ЗАДАНИЯ ▸
1) В каком году и в каком журнале был напечатан роман «За правое дело», если верить статье о дилогии Гроссмана?
2) Согласуются ли со статьёй о дилогии Гроссмана следующие утверждения? (a) Роман «За правое дело» был плодом работы семи лет. (b) Роман «За правое дело» впервые напечатан в журнале «Знамя». (c) Бой на сталинградском вокзале назван лучшей сценой романа.

:: СТРАНИЦА

Солженицын Александр И
Дилогия Василия Гроссмана
А. СОЛЖЕНИЦЫН
Дилогия Василия Гроссмана
Из "Литературной коллекции"
Дилогию Гроссмана "За правое дело" и "Жизнь и судьба" я уже отчасти рассматривал, но в серии "Приёмы эпопей"1, то есть в основном по формальным признакам жанра. Там - за рамками осталась собственно содержательная часть Дилогии. Рассматриваю её здесь. Для своего времени первая часть Дилогии значила очень много.
На примере Василия Гроссмана выпукло изобразился тот путь, который столь многие из нас одолевали мучительным ползком в советское время. Путь не только через цепкие тернии внешней цензуры, но и сквозь собственную советскую замутнённость.
Последние романы Гроссмана в их сравнении являют этот удел.
"За правое дело"
В последний сталинский год, 1952, даже в последние месяцы Сталина, напечатан был в "Новом мире" объёмный военный роман Василия Гроссмана "За правое дело"2 - плод работы семи лет (с 1943), на основе обильных корреспондентских впечатлений автора в Сталинграде. (И ещё три года роман буксовал в редакции и дорабатывался.)
Через 40 лет читаешь его с пригнетённым чувством. Понимаешь: ещё жив был Сталин и ничего не изменилось ни в советской жизни, ни в советском сознании. (А от друга Гроссмана, Семёна Липкина, узнаёшь3: и в таком-то виде не хотели печатать, проводили через секретариат СП, и заставили добавить публицистическую хвалебную главу о Сталине, и над Штрумом поставили русского академика Чепыжина.) Однако живые чувства потомков не желают такое помнить: литература - должна быть литература, хоть и через 40 лет, хоть и через 80, напечатано - так напечатано. И при образе Гроссмана, каким он предстаёт сегодня, многие места обидно коробят.
Открываешь - так и посыпало: "Рабочий и крестьянин стали управителями жизни", "впервые в истории России рабочие - хозяева заводов и доменных печей", "партия напутствовала сыновей своих словами правды"; "пусть друзья завидуют ему: он русский коммунист"; и даже прямо из катехизиса: "учение Маркса непобедимо потому, что оно верно"; и "трудовое советское братство", и "наши дети, я думаю, самые лучшие в мире"; "честная кузня трудовой советской демократии", "партия, партия наша дышит, живёт во всём этом". И даже в лучшей сцене - в бою на сталинградском вокзале: "Не сомневайтесь, у нас все в отделении коммунисты".

::::
:: НАБОР ЗАПИСЕЙ

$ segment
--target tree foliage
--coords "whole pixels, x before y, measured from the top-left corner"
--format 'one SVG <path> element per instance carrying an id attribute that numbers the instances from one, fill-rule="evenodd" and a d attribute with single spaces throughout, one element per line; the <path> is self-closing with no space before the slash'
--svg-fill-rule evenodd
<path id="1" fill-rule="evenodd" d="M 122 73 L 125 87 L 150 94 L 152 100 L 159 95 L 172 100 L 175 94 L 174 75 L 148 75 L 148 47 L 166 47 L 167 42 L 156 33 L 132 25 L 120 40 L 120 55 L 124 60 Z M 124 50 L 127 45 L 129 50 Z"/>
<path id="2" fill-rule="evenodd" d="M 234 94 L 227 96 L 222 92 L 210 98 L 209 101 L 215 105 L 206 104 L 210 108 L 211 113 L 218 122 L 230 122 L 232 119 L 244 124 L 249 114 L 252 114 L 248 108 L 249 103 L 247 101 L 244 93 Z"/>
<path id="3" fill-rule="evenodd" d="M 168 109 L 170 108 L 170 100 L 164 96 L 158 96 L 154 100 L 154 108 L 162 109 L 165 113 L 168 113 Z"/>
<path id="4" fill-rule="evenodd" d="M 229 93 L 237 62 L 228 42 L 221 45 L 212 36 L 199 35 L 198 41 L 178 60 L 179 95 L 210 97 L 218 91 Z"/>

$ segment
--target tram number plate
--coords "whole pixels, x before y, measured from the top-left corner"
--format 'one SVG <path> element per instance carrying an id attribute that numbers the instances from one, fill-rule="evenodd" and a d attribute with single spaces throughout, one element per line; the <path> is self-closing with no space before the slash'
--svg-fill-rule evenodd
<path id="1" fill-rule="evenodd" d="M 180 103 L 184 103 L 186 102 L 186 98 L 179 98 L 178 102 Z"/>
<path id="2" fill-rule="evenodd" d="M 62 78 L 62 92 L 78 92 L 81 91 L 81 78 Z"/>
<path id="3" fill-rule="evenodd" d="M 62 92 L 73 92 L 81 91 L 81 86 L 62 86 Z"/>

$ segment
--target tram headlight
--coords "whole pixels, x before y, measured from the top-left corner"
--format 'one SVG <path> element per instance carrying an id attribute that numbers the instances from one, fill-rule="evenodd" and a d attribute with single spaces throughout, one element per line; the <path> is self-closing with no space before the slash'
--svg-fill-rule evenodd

::::

ОТВЕТЫ ▸
1) В 1952 году, в «Новом мире».

2)
(a) Да: «плод работы семи лет (с 1943)».
(b) Нет: «напечатан был в "Новом мире"».
(c) Да: «И даже в лучшей сцене - в бою на сталинградском вокзале».